* TUGAS YANG DIKERJAKAN:
1 – Menurut teks tentang pendidikan dan pengangguran, program apa yang harus diselenggarakan oleh sistem pendidikan sekolah dan luar sekolah?
2 – Cetak bagian teks tentang pendidikan dan pengangguran yang dibuka dengan kata-kata "Dengan sistem yang" dan ditutup dengan "tingkat pendidikan pekerja.".

* DOKUMEN SUMBER:
******************************

Program-program pelatihan tidak hanya dilaksanakan di dalam industri, tetapi
sistem pendidikan sekolah dan luar sekolah harus menyelenggarakan program
pelatihan yang relevan dengan kebutuhan dunia kerja.
Dalam
kaitan ini perlu ada refungsionalisasi SISDIKNAS yang membuka diri terhadap
keterlibatan penuh dari masyarakat dalam penyelenggaraan pendidikan nasional.
Dengan sistem yang seperti itu, bukan berarti akan menghilangkan pengangguran,
tentu saja masalah pengangguran akan selalu ada karena berbagai sebab ekonomis
ataupun non-ekonomis namun masalah pengangguran setidaknya dapat diminimalisir.
Fungsi
pendidikan sebagai pemasok tenaga kerja terdidik dan terlatih dapat diuji
berdasarkan kemampuannya dalam memenuhi jumlah angkatan kerja yang dibutuhkan
oleh lapangan kerja yang telah ada atau yang diperkirakan tersedia dalam suatu
sitem ekonomi. Untuk menguji kemampuan ini diperlukan perbandingan antara
persediaan angkatan kerja yang dihasilkan oleh sistem pendidikan dan latihan
dengan kebutuhan tenaga kerja dalam lapangan kerja yanga ada menurut kategori
tingkat pendidikan pekerja.
Terjadinya
kelebihan persediaan tenaga kerja berpendidikan dasar ini disebabkan oleh masih
banyak tersedianya lapangan kerja pada sektor tradisional dan sektor informal
pada saat truktur tenaga kerja telah mulai bergeser ke tingkat pendidikan yang
lebih tinggi. Keadaan ini didukung pila oleh kenyataan bahwa kelebihan
persediaan tenaga kerja terjadi pada tingkat-tingkat pendidikan yang lebih
tinggi, dan yang menjadi akibatnya pengangguran tenaga terdidik atau lulusan
Perguruan Tinggi akan terus bertambah setiap tahun.

******************************

* BAHAN YANG DISEDIAKAN:
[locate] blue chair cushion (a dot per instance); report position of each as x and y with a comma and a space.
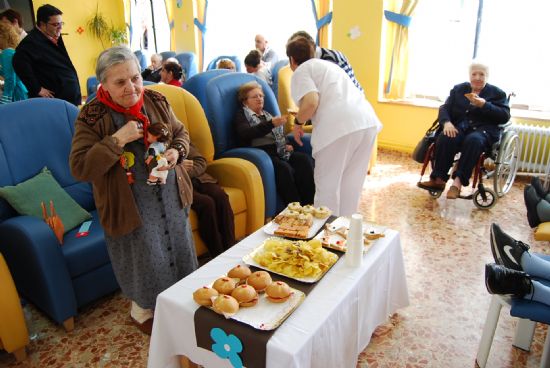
534, 311
82, 254
196, 85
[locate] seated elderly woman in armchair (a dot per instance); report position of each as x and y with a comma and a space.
257, 128
469, 123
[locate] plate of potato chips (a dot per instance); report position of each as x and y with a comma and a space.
305, 261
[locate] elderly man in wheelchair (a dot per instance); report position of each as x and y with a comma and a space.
471, 122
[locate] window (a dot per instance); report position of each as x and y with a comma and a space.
150, 28
511, 40
232, 25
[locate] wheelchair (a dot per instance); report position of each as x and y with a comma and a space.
499, 164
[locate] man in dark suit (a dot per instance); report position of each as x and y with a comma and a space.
42, 62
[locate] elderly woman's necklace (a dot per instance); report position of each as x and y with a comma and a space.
127, 161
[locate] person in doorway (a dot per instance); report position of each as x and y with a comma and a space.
42, 61
152, 72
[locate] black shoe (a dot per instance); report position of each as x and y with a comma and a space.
535, 183
531, 199
505, 281
506, 250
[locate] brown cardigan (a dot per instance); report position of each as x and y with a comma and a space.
95, 158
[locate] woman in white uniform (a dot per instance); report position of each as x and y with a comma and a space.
344, 127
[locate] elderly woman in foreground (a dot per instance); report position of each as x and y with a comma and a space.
344, 127
469, 123
147, 231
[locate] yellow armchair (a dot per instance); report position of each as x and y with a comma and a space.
13, 330
239, 178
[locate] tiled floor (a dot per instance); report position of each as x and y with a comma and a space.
445, 244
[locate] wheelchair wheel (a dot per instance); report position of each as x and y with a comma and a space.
487, 203
506, 163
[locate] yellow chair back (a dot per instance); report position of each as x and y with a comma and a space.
188, 108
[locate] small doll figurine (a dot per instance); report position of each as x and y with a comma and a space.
158, 137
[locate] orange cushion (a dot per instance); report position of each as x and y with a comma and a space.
542, 232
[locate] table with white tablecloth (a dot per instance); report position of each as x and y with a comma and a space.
329, 329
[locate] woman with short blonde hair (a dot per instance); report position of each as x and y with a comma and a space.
14, 89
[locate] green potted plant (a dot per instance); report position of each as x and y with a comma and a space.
98, 26
100, 29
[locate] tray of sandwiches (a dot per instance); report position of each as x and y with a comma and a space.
334, 235
300, 260
253, 298
298, 222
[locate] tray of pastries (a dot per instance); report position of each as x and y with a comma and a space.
249, 297
298, 222
334, 235
301, 260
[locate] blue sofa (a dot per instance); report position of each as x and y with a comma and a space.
196, 85
58, 279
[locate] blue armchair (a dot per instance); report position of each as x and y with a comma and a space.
188, 62
235, 59
56, 279
196, 85
221, 93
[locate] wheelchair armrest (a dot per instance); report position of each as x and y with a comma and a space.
38, 266
264, 165
242, 174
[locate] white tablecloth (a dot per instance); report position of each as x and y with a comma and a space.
331, 327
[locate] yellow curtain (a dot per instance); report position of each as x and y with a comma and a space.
200, 23
397, 63
323, 16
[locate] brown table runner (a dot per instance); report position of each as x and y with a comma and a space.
253, 341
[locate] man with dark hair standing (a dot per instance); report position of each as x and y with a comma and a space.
42, 62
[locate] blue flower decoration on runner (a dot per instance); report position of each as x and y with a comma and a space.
227, 346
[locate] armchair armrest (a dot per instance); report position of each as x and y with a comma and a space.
239, 173
264, 165
306, 140
38, 266
13, 331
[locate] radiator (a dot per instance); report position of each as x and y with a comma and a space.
535, 148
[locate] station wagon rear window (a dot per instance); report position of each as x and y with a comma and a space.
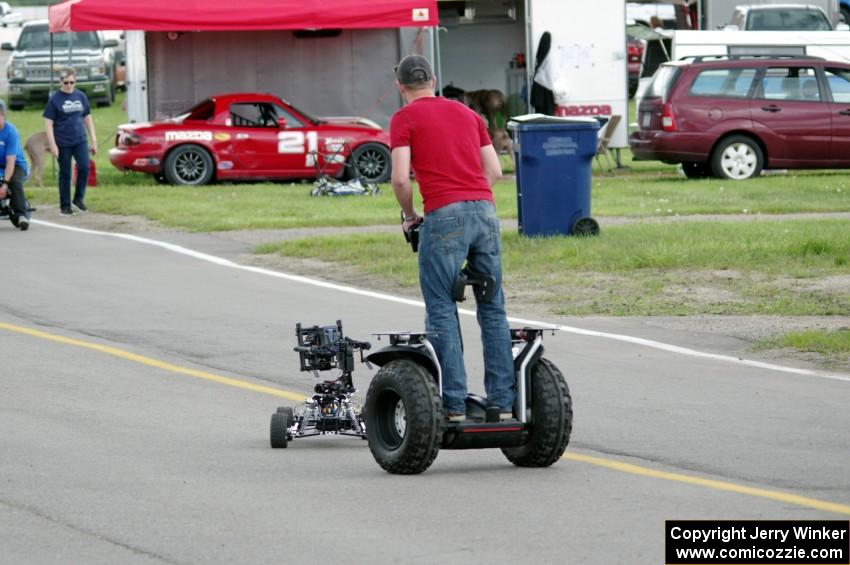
782, 83
839, 83
734, 83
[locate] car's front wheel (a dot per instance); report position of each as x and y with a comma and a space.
737, 158
372, 162
189, 165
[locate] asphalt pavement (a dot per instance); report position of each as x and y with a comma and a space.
138, 381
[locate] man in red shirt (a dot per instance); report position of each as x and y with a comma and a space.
456, 166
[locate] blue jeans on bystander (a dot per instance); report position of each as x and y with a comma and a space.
80, 153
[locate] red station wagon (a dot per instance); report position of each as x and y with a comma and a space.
733, 117
251, 136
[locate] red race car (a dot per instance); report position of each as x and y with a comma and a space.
252, 136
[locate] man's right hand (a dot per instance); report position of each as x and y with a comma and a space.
407, 224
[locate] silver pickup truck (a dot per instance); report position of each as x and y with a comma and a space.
29, 72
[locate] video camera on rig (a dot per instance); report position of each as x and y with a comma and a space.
331, 409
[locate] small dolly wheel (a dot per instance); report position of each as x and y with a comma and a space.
279, 430
585, 226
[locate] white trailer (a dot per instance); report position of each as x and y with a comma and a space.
588, 54
717, 13
829, 45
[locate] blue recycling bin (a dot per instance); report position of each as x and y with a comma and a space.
553, 158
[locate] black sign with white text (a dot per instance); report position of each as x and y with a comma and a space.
757, 542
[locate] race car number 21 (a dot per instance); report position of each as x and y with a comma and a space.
290, 142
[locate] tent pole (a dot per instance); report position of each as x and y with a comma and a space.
49, 94
435, 43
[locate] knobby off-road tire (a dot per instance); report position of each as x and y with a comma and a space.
404, 418
551, 419
279, 430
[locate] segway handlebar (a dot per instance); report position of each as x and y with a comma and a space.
411, 235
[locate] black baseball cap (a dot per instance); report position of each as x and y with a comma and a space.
414, 70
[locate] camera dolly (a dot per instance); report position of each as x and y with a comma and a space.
331, 410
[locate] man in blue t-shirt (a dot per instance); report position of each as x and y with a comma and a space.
67, 118
13, 170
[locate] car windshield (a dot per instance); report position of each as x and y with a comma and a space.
787, 19
661, 81
37, 37
202, 111
309, 118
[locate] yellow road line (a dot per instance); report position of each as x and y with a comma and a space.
612, 464
155, 363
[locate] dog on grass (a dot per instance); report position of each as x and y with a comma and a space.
37, 147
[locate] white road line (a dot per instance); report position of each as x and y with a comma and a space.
399, 300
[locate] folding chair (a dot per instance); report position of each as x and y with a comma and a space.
605, 138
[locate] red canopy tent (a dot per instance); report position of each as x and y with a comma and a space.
246, 15
343, 73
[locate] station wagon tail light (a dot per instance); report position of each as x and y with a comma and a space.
668, 120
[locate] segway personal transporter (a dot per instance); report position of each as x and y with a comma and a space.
404, 411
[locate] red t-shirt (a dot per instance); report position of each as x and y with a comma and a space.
445, 139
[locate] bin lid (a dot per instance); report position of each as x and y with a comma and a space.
535, 121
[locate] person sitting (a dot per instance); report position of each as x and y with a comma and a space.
13, 170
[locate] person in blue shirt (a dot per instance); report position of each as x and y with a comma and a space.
67, 118
13, 170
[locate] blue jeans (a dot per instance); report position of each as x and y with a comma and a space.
80, 153
449, 235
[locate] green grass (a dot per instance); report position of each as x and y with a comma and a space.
683, 268
834, 344
645, 189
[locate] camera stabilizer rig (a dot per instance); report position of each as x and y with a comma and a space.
331, 410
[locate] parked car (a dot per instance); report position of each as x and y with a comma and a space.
780, 17
29, 69
9, 17
733, 117
252, 136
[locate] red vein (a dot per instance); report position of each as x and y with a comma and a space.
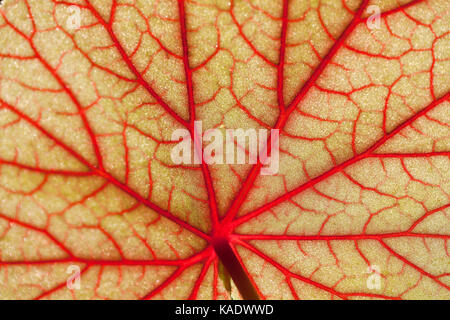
336, 169
108, 177
130, 64
232, 212
188, 71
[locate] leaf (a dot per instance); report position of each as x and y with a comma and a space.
359, 208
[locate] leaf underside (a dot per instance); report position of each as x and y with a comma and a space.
86, 177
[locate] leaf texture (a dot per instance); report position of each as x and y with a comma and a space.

******************************

* PENYELESAIAN SOAL:
1 – Program pelatihan yang relevan dengan kebutuhan dunia kerja.

2 –
Dengan sistem yang seperti itu, bukan berarti akan menghilangkan pengangguran,
tentu saja masalah pengangguran akan selalu ada karena berbagai sebab ekonomis
ataupun non-ekonomis namun masalah pengangguran setidaknya dapat diminimalisir.
Fungsi
pendidikan sebagai pemasok tenaga kerja terdidik dan terlatih dapat diuji
berdasarkan kemampuannya dalam memenuhi jumlah angkatan kerja yang dibutuhkan
oleh lapangan kerja yang telah ada atau yang diperkirakan tersedia dalam suatu
sitem ekonomi. Untuk menguji kemampuan ini diperlukan perbandingan antara
persediaan angkatan kerja yang dihasilkan oleh sistem pendidikan dan latihan
dengan kebutuhan tenaga kerja dalam lapangan kerja yanga ada menurut kategori
tingkat pendidikan pekerja.